Set of tasks:
**A.** Based on the survival analysis excerpt below, does each of these statements agree with it? Answer yes or no for each, quoting the deciding words. (i) The slight inflation of type I error goes away when samples are larger. (ii) With standard methods, DRMST is more powerful than DS in every scenario. (iii) When DRMST, DS and HR are estimated under the same assumptions, DRMST has much greater power than HR in superiority trials.
**B.** Will you return the part of the survival analysis excerpt that opens with the words containing "Comparison of summary" and closes with "in scenario 21.", copied word for word?

Document extract:
Type I error for different methods across scenarios. The nominal level is 2.5%.

DRMST: difference in restricted mean survival time; DS: difference in 3-year survival probability; HR: hazard ratio; Non-par: non-parametric analysis method; Flex: flexible fully parametric survival model under proportional hazards; all: using all data; up to 3: using data to 3 years.

Figure 2.

Figure 2.

Power of different flexible parametric models under proportional hazards across scenarios, either using data up to 3 years only (left panel) or all the data (right panel).

DRMST: difference in restricted mean survival time; DS: difference in 3-year survival probability; HR: hazard ratio.

Type I error evaluation

Type I error is controlled in most scenarios and methods, although there are a few scenarios where the delta method approximation of the standard error used for DRMST and DS leads to slight inflation (Figure 1). This is most likely due to limited sample size, as the inflation disappears with larger samples. We propose possible solutions to this in section ‘Discussion’.

Comparison of summary measures

When using standard methods (i.e. non-parametric models for DRMST and DS and proportional hazards models for HR), the relative performance of DRMST and HR varies with scenarios as described in Freidlin et al., 9 while DRMST is more powerful than DS only for 20% survival (Table 2, scenarios 21–24). However, if we compare DRMST, DS and HR under the same assumptions, that is, estimating them with flexible proportional hazards parametric models using either data up to 3 years or all the available data (Figure 2), as expected from theory, power is always similar for superiority trials (scenarios 1–12). In non-inferiority trials (scenarios 13–24), DRMST fares much better in some scenarios, slightly better in some others, and marginally worse in scenario 21.

Dataset section:
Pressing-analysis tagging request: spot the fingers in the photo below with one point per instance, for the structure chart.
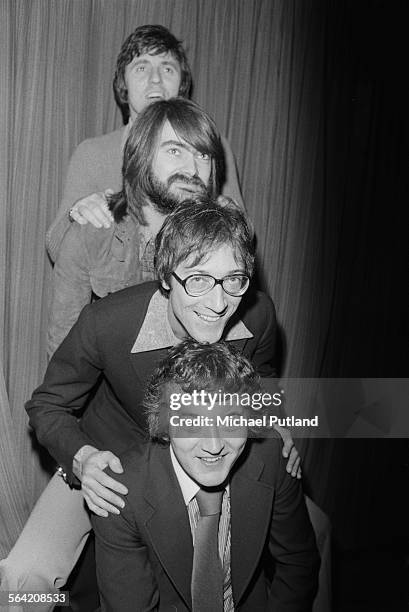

Responses in order:
**A.**
(i) Yes: "the inflation disappears with larger samples"
(ii) No: "DRMST is more powerful than DS only for 20% survival"
(iii) No: "power is always similar for superiority trials"

**B.**
Comparison of summary measures

When using standard methods (i.e. non-parametric models for DRMST and DS and proportional hazards models for HR), the relative performance of DRMST and HR varies with scenarios as described in Freidlin et al., 9 while DRMST is more powerful than DS only for 20% survival (Table 2, scenarios 21–24). However, if we compare DRMST, DS and HR under the same assumptions, that is, estimating them with flexible proportional hazards parametric models using either data up to 3 years or all the available data (Figure 2), as expected from theory, power is always similar for superiority trials (scenarios 1–12). In non-inferiority trials (scenarios 13–24), DRMST fares much better in some scenarios, slightly better in some others, and marginally worse in scenario 21.